━━ TEXTO DO DOCUMENTO ━━

Para o diretor executivo do Insituto Brasileiro de Ciências Criminais (IBCCRIM), Cristiano Avila Maronna, “a lei [11.343] tem um papel especial” no encarceramento brutal que há no Brasil, por conta da subjetividade do artigo 28 que oferece ao agente policial, no ato da prisão o poder absoluto sobre o destino da pessoa flagrada com drogas.
Maronna não tem dúvidas sobre quem é punido, independentemente da quantidade de drogas apreendida. São jovens, “entre 18 e 25 anos, é afrodescendente, com educação fundamental, não tem antecedentes criminais”, define o advogado.
Confira:
A Lei 11.343 e a criminalização da pobreza
A lei tem um papel especial nessa questão. A Lei de Drogas tem duas figuras típicas, o usuário e o traficante, só que ela não tem critério para fazer a distinção entre quem é usuário e quem é traficante, como existe em Portugal, onde quem porta até 10 doses diárias é usuário, mais que isso é traficante. Aqui, com qualquer quantidade você pode ser considerado traficante, também não se exige provas de que a pessoa de fato vende drogas e isso faz com que muitos usuários sejam condenados como traficantes, com base em presunção, e isso acaba tendo um recorte socioeconômico. Ser pobre e morar na favela será utilizado no destino do flagrante.

━━━
━━ DADOS EXTRAÍDOS ━━

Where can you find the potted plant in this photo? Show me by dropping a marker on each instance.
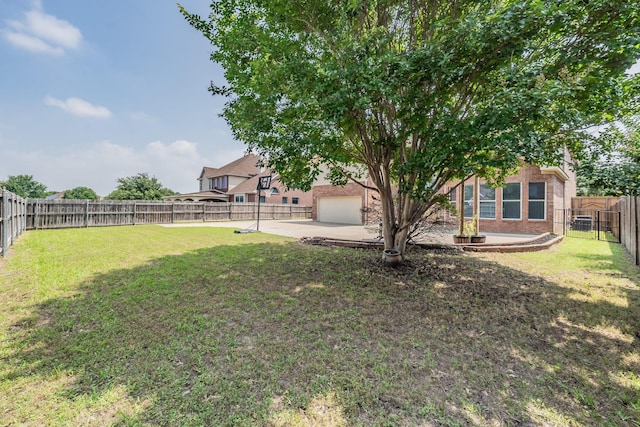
(475, 236)
(464, 234)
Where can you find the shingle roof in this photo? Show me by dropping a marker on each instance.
(250, 185)
(245, 167)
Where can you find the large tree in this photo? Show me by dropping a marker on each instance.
(25, 186)
(418, 92)
(139, 187)
(81, 193)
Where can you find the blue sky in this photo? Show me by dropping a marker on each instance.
(94, 90)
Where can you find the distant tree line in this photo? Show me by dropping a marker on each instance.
(137, 187)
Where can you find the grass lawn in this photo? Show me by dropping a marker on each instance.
(148, 325)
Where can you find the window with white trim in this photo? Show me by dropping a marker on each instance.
(468, 201)
(537, 193)
(511, 201)
(487, 201)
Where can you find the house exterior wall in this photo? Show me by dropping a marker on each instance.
(234, 181)
(560, 187)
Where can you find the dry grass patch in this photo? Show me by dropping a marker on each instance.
(204, 327)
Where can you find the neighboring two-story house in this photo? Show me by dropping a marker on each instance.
(237, 182)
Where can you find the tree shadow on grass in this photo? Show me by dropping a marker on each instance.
(263, 334)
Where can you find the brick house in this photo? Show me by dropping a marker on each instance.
(237, 182)
(525, 204)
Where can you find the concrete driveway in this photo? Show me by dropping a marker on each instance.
(309, 228)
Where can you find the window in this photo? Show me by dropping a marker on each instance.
(487, 201)
(468, 201)
(452, 195)
(537, 193)
(511, 201)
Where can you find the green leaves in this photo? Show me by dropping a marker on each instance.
(139, 187)
(420, 92)
(25, 186)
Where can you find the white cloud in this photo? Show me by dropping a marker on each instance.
(31, 43)
(141, 116)
(79, 107)
(176, 165)
(42, 33)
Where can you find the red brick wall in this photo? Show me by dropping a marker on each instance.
(558, 196)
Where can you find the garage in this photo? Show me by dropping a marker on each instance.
(340, 210)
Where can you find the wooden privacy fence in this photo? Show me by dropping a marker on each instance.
(630, 225)
(13, 222)
(47, 214)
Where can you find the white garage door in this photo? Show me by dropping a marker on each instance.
(341, 210)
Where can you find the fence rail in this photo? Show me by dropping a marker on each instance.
(18, 214)
(589, 224)
(630, 226)
(47, 214)
(13, 222)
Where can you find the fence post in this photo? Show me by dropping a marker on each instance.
(4, 240)
(35, 215)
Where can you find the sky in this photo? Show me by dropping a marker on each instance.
(92, 91)
(96, 90)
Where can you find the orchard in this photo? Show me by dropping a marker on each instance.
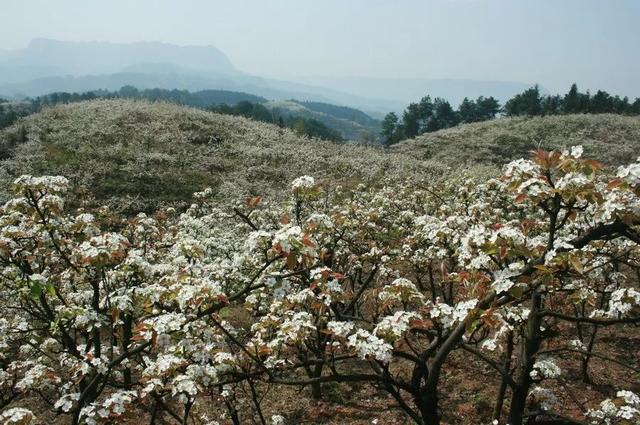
(169, 317)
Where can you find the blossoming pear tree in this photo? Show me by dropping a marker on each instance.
(173, 315)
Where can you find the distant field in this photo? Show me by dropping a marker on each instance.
(137, 155)
(614, 139)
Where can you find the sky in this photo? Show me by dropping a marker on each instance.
(550, 42)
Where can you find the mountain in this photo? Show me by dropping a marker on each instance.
(85, 58)
(46, 66)
(411, 90)
(613, 139)
(138, 155)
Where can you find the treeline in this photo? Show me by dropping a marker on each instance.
(432, 115)
(532, 103)
(220, 101)
(301, 125)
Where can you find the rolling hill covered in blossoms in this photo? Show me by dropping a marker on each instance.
(139, 155)
(167, 265)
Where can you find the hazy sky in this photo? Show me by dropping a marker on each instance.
(552, 42)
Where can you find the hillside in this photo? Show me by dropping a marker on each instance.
(351, 123)
(614, 139)
(137, 155)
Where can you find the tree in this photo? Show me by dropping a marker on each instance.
(443, 116)
(575, 102)
(411, 120)
(389, 128)
(105, 316)
(488, 108)
(527, 103)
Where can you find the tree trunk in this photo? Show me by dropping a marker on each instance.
(428, 405)
(530, 347)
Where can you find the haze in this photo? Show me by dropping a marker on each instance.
(545, 41)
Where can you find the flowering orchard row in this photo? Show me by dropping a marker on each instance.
(103, 318)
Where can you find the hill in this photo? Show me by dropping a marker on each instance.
(352, 123)
(137, 155)
(614, 139)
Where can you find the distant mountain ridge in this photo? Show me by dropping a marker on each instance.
(82, 58)
(46, 66)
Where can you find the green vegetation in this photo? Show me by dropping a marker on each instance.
(301, 125)
(428, 116)
(614, 139)
(313, 119)
(136, 155)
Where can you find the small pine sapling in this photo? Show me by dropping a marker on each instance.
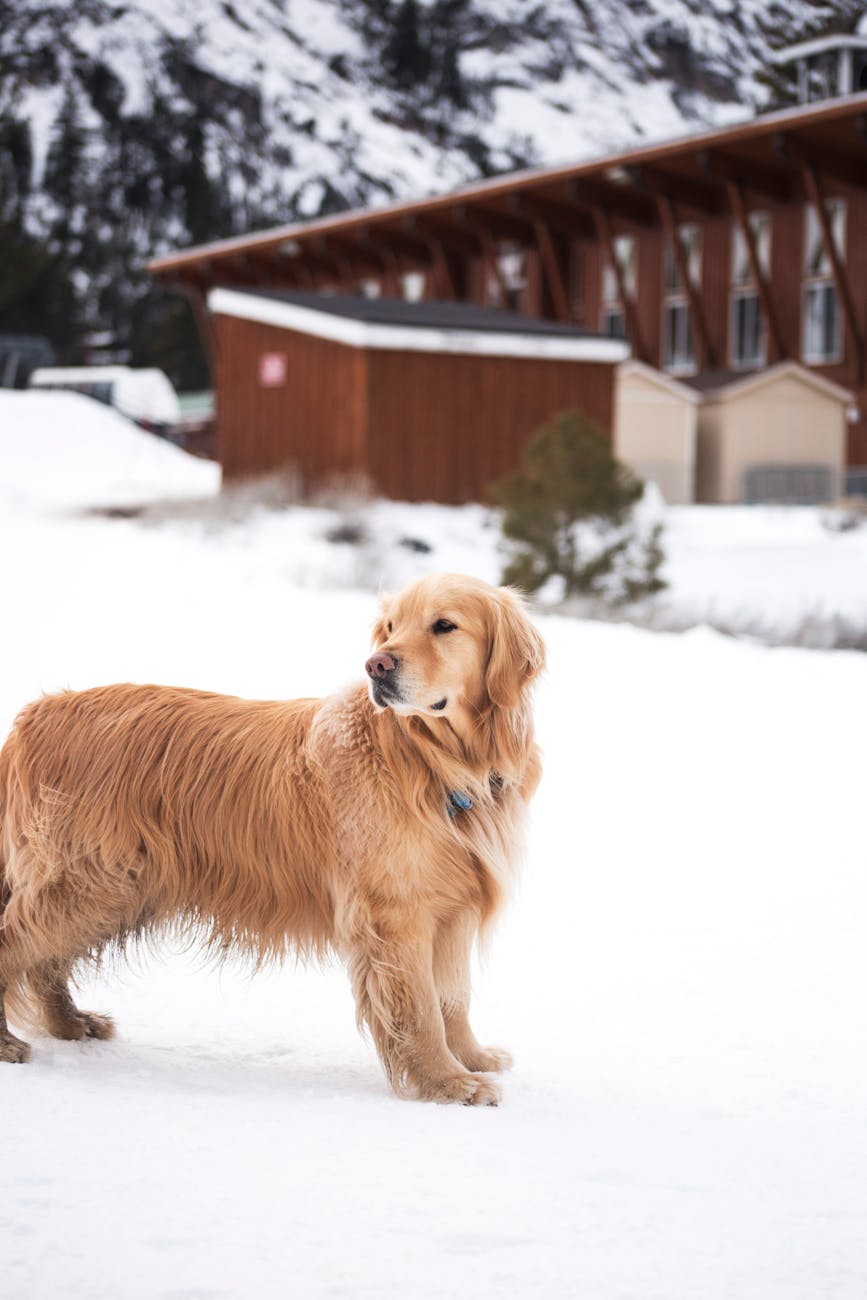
(568, 515)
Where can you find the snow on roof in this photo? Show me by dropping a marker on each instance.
(423, 326)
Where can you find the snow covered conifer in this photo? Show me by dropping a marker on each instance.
(568, 518)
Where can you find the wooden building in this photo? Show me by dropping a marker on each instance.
(419, 401)
(732, 250)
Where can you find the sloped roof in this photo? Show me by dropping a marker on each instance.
(420, 326)
(423, 313)
(723, 385)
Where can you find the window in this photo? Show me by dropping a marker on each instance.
(820, 325)
(679, 345)
(746, 337)
(507, 287)
(612, 321)
(576, 282)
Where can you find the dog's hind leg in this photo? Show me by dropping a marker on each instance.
(11, 1048)
(50, 989)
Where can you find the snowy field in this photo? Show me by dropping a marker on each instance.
(681, 975)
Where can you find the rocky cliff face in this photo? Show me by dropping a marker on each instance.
(131, 126)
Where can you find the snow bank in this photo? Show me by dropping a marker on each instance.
(65, 451)
(681, 975)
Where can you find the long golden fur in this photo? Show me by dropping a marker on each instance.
(274, 827)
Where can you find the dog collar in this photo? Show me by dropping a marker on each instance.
(458, 802)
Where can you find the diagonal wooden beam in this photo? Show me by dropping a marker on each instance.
(815, 193)
(745, 174)
(564, 219)
(616, 200)
(831, 163)
(738, 208)
(501, 225)
(707, 354)
(606, 239)
(491, 261)
(442, 276)
(195, 294)
(553, 272)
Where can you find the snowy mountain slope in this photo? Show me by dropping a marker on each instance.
(317, 103)
(133, 126)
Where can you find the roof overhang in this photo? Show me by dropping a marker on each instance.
(738, 388)
(764, 155)
(402, 338)
(659, 380)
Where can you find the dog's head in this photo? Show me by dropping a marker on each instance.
(452, 648)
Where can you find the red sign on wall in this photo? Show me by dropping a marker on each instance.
(272, 369)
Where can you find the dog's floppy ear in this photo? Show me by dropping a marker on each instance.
(516, 651)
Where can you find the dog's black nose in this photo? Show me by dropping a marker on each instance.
(378, 664)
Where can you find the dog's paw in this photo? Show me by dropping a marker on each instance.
(13, 1049)
(465, 1090)
(83, 1025)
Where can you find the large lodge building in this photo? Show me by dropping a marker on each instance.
(714, 260)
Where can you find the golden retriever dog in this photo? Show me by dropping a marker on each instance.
(382, 824)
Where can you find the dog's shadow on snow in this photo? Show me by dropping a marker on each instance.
(215, 1069)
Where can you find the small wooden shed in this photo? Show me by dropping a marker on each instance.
(655, 429)
(423, 401)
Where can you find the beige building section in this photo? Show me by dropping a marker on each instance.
(779, 434)
(655, 429)
(775, 436)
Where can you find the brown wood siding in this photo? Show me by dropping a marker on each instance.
(443, 427)
(315, 423)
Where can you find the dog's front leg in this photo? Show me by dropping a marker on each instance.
(452, 949)
(397, 999)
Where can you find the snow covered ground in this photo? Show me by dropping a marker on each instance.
(680, 976)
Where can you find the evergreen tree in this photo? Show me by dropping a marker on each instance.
(406, 56)
(65, 178)
(567, 514)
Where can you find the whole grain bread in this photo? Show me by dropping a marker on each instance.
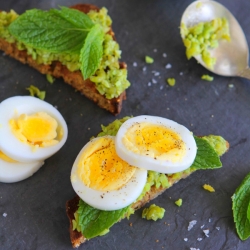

━━━

LISTA DE TAREFAS:
- A) Responda com base no texto sobre a Lei de Drogas:
(i) Que cargo Cristiano Avila Maronna ocupa no IBCCRIM?
(ii) Segundo Maronna, qual é a faixa etária de quem é punido?
(iii) Em Portugal, até quantas doses diárias quem porta drogas é considerado usuário?
- B) Liste as características de quem é punido que aparecem entre aspas na definição atribuída a Maronna no texto sobre a Lei de Drogas.
- C) Reescreva o trecho do texto sobre a Lei de Drogas que começa com as palavras contendo "Para o diretor" e termina com "flagrada com drogas.". Troque "agente policial" por "delegado".

RESPOSTAS DAS TAREFAS:
- A)
(i) Diretor executivo.
(ii) Entre 18 e 25 anos.
(iii) Até 10 doses diárias.

- B)
- Entre 18 e 25 anos
- Afrodescendente
- Com educação fundamental
- Sem antecedentes criminais

- C)
Para o diretor executivo do Insituto Brasileiro de Ciências Criminais (IBCCRIM), Cristiano Avila Maronna, “a lei [11.343] tem um papel especial” no encarceramento brutal que há no Brasil, por conta da subjetividade do artigo 28 que oferece ao delegado, no ato da prisão o poder absoluto sobre o destino da pessoa flagrada com drogas.